Recorded data
------------------------------------------------------------

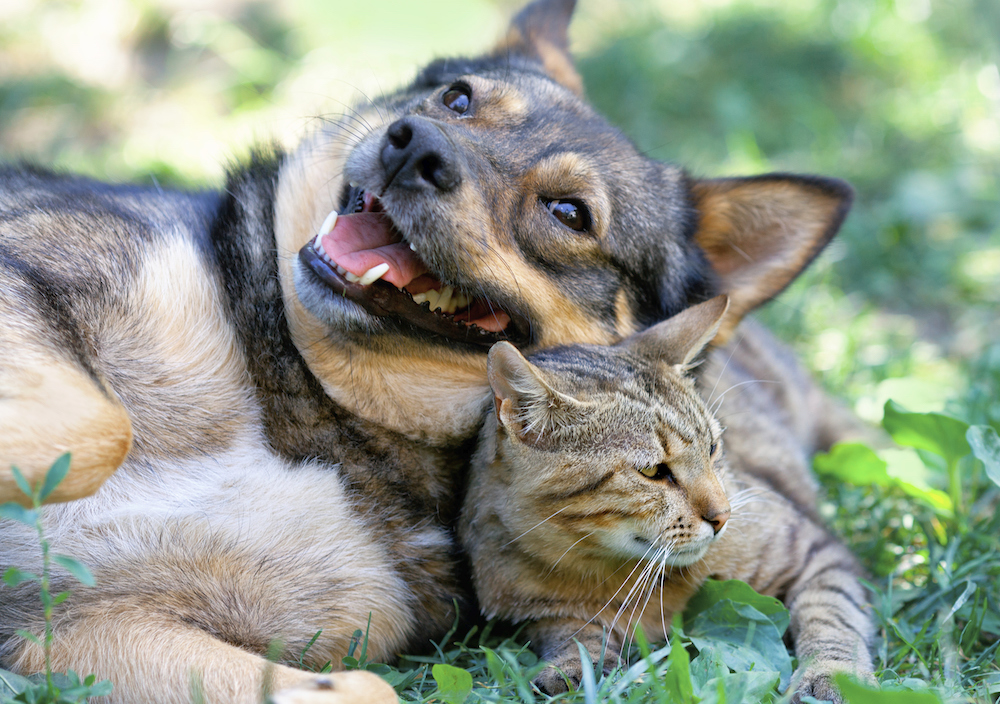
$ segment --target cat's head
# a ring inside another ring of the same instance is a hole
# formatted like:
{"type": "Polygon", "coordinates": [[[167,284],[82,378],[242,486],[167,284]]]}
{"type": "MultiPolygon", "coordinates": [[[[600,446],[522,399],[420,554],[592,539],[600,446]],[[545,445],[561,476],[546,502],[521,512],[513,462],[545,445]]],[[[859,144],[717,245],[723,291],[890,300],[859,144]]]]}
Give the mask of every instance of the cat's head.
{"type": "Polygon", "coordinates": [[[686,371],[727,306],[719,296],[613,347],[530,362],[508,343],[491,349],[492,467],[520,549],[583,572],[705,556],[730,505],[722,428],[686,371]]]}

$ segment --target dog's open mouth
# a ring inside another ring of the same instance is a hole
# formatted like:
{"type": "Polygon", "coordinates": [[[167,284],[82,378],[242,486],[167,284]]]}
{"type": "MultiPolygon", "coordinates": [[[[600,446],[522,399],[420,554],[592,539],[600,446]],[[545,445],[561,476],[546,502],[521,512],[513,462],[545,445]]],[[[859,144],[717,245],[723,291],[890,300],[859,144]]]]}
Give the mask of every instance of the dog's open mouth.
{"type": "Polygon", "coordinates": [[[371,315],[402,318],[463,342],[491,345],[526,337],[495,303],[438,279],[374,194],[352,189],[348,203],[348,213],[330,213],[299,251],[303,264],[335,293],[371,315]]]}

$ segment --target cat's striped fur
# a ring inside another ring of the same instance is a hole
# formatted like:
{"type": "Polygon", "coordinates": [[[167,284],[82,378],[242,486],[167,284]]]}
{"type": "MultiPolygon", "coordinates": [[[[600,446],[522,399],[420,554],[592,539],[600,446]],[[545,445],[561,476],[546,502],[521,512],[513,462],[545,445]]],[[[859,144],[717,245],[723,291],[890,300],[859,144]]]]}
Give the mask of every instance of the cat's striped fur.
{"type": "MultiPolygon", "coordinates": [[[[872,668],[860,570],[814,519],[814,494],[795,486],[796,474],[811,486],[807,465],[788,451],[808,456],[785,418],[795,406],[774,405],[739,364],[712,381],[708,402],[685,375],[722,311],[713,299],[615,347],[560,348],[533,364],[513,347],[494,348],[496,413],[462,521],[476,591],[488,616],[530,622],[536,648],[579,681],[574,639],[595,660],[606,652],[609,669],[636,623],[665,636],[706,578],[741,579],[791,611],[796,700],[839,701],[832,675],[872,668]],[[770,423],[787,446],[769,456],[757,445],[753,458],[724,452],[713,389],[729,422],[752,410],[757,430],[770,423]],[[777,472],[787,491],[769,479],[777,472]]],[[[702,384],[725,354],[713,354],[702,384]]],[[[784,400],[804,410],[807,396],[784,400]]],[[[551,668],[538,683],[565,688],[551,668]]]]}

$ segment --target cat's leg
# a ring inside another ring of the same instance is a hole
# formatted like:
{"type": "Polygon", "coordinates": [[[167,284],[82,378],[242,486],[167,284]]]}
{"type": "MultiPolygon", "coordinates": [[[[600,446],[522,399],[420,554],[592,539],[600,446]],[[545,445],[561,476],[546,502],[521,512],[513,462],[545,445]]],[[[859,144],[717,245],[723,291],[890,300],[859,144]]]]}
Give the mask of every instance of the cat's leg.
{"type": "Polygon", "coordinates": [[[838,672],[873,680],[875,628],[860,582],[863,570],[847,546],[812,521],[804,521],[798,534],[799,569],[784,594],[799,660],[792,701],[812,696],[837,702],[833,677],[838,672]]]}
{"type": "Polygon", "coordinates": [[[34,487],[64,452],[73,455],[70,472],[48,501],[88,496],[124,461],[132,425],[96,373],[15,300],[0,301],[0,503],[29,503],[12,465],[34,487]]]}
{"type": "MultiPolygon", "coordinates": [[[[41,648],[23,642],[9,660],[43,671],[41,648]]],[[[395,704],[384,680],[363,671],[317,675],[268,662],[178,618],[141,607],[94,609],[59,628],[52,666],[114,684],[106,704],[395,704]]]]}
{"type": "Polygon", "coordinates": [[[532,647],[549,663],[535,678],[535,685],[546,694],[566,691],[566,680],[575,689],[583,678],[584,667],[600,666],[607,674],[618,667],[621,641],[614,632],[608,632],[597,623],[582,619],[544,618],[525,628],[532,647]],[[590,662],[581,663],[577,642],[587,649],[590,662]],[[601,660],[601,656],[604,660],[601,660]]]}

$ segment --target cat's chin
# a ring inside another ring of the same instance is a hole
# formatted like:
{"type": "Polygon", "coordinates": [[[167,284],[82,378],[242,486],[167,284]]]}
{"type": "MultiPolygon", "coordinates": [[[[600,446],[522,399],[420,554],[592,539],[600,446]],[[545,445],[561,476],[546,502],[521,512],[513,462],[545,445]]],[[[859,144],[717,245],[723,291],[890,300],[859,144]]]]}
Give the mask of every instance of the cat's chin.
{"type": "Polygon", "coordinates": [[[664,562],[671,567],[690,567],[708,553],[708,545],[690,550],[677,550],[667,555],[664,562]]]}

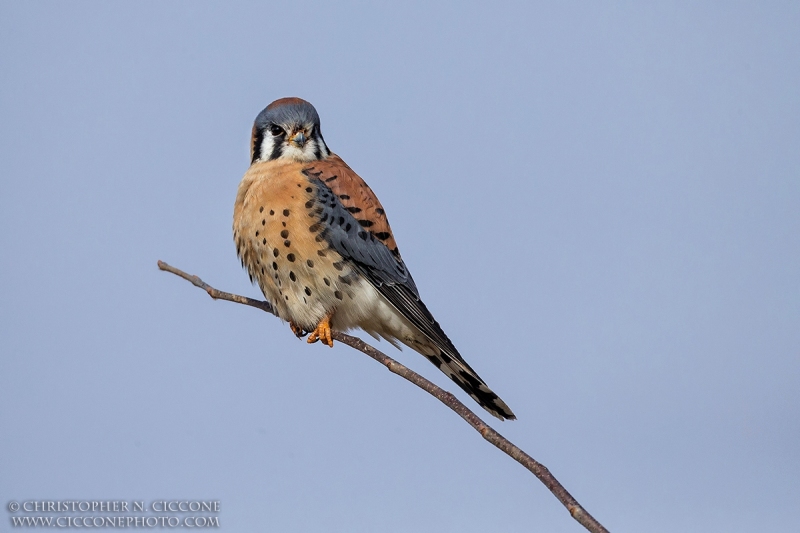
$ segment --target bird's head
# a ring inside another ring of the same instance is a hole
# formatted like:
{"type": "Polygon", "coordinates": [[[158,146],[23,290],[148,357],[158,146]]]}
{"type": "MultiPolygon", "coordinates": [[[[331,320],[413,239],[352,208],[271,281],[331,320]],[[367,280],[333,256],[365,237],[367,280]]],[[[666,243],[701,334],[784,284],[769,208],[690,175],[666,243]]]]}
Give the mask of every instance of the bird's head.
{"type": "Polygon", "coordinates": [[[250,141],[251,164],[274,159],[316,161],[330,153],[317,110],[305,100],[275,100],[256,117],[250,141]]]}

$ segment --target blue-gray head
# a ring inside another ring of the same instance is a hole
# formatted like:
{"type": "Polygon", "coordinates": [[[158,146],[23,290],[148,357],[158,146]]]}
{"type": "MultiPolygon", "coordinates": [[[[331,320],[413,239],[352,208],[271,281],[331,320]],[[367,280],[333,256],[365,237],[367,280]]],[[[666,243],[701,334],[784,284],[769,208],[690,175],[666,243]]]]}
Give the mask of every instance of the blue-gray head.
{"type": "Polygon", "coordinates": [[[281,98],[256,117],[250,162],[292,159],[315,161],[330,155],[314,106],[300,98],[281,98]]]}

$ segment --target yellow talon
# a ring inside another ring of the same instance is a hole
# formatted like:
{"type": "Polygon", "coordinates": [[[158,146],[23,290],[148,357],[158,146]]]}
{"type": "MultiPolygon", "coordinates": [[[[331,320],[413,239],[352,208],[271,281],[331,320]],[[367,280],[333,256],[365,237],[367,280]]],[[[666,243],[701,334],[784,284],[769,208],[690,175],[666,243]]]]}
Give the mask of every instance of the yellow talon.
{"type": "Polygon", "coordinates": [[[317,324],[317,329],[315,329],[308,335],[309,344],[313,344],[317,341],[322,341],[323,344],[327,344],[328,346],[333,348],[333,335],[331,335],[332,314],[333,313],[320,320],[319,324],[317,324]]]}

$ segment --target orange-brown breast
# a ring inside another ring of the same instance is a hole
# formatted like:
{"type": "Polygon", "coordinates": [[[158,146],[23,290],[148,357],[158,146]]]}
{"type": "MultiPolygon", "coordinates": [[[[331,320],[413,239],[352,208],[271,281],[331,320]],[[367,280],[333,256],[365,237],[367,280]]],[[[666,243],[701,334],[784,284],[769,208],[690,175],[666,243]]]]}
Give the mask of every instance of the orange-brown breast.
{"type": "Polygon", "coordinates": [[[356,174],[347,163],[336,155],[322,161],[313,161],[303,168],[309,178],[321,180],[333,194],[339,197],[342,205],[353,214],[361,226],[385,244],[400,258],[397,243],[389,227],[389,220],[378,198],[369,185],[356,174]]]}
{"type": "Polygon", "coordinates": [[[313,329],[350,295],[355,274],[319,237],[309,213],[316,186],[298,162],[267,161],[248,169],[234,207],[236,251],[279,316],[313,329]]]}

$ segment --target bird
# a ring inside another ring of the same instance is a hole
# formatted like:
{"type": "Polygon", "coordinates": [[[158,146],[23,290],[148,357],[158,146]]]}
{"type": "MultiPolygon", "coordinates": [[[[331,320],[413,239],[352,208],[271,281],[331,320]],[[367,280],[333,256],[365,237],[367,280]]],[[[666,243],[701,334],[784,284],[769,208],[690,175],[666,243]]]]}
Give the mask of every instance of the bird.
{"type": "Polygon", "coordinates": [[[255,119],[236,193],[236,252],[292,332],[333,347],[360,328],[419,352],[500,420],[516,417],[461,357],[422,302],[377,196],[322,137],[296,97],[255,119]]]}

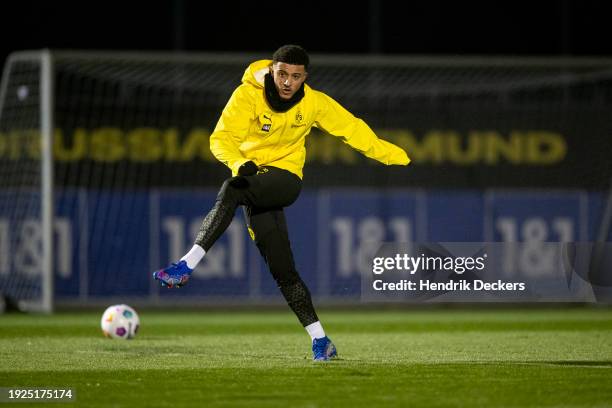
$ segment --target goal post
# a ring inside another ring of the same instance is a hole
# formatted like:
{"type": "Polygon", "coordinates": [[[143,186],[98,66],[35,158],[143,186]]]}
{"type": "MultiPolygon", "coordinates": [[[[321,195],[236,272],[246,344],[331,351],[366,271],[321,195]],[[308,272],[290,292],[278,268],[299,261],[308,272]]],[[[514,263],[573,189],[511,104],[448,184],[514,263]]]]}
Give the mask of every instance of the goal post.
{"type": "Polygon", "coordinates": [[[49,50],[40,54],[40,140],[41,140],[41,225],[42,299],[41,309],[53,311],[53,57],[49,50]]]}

------------------------------------------------------------

• EXERCISE BRIEF: Starting at the line that contains "Give the mask of every instance of the bird.", output every line through the end of the data, both ends included, and nothing else; pictures stay out.

• EXPECTED OUTPUT:
Give the mask of every instance of the bird.
{"type": "Polygon", "coordinates": [[[255,119],[236,193],[236,252],[292,332],[333,347],[360,328],[419,352],[500,420],[516,417],[461,357],[422,302],[377,196],[322,137],[296,97],[255,119]]]}

$ segment --target goal post
# a ring inside another ring of the same instance is a hole
# formatted like:
{"type": "Polygon", "coordinates": [[[143,186],[98,66],[35,158],[143,186]]]}
{"type": "MultiPolygon", "coordinates": [[[[321,195],[236,272],[246,344],[331,351],[366,271],[321,195]],[[308,272],[290,292],[278,268],[299,261],[308,272]]],[[[514,263],[573,189],[511,104],[448,184],[514,263]]]]}
Give the mask of every instance of the goal post.
{"type": "Polygon", "coordinates": [[[49,50],[40,54],[40,140],[41,140],[41,225],[42,299],[41,309],[53,311],[53,57],[49,50]]]}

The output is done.